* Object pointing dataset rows
· · · · ·

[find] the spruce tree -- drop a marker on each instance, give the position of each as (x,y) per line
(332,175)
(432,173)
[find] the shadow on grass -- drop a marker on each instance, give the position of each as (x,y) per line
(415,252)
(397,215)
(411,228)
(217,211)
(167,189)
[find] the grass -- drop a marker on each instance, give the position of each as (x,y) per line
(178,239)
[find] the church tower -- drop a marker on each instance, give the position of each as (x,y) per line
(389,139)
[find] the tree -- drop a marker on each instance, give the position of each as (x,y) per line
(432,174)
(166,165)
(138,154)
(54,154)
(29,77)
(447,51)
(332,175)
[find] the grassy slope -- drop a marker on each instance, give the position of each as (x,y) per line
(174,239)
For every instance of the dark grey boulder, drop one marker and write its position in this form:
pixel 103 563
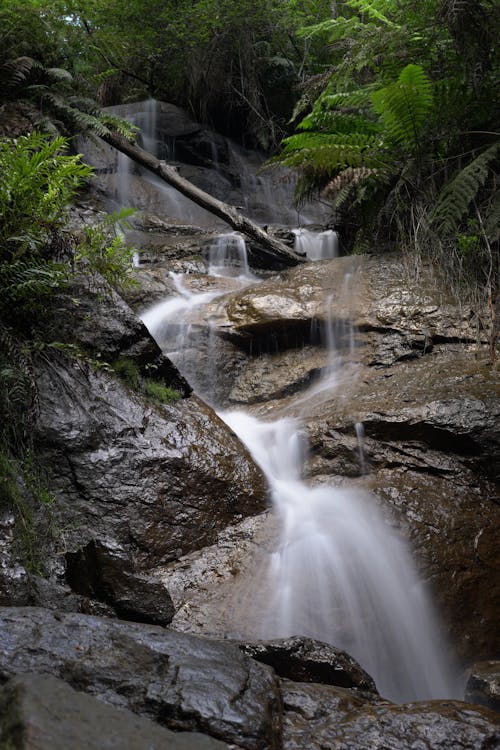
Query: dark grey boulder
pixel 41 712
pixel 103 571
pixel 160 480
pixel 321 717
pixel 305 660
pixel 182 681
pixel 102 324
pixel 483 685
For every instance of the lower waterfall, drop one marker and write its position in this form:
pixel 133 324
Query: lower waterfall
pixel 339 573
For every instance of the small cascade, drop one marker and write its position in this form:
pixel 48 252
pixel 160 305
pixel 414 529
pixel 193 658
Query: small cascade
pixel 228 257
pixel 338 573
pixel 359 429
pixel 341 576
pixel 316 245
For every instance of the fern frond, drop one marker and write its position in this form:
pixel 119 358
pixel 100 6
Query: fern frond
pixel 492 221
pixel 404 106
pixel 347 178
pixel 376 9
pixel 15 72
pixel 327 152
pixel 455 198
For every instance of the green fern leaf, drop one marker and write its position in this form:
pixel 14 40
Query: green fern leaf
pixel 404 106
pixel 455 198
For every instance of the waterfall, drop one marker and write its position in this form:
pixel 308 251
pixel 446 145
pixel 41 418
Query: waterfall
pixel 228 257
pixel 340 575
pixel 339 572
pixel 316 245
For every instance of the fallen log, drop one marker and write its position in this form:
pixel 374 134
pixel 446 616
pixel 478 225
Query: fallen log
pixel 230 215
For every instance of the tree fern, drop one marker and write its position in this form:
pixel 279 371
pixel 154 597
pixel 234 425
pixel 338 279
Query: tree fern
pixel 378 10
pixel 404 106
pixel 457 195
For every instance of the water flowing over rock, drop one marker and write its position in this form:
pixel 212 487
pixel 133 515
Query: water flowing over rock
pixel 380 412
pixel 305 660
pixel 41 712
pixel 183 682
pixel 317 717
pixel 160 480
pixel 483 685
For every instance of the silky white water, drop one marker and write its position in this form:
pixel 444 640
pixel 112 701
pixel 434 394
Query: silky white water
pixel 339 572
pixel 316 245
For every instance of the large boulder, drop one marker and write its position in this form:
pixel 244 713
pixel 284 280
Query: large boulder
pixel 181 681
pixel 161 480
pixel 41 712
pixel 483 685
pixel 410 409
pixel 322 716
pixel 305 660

· · · · ·

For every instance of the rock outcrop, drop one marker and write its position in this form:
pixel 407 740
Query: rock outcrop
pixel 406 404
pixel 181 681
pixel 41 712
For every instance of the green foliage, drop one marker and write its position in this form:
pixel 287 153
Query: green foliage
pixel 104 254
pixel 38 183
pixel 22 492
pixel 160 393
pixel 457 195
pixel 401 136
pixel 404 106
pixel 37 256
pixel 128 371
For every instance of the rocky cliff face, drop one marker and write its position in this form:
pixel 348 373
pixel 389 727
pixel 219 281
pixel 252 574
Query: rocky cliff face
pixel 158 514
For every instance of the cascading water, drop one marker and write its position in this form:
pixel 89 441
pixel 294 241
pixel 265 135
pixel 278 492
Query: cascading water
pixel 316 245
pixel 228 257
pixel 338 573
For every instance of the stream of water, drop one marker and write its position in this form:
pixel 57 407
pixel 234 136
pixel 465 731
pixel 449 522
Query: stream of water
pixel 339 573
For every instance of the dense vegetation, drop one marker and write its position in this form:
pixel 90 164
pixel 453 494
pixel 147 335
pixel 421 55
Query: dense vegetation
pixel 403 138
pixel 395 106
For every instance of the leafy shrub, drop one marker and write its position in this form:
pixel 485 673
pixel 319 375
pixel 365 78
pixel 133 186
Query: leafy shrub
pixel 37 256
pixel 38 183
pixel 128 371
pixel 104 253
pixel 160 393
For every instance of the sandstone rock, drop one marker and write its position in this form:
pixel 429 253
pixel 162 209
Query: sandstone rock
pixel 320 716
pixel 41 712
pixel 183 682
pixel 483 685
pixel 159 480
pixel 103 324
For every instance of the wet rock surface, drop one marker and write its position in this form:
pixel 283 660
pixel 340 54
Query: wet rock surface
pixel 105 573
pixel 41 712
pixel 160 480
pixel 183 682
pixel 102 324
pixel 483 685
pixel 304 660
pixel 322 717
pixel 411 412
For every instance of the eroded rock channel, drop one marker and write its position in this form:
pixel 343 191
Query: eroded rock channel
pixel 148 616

· · · · ·

* Set exercise
Rewrite the stretch of records from the line containing "For every instance of the eroded" through the line containing "pixel 148 616", swapping "channel" for "gully" and keeping everything else unchanged.

* Reply to the exercise
For every instance of the eroded rock gully, drop one marker and write its position in this form:
pixel 343 191
Query: eroded rock gully
pixel 148 616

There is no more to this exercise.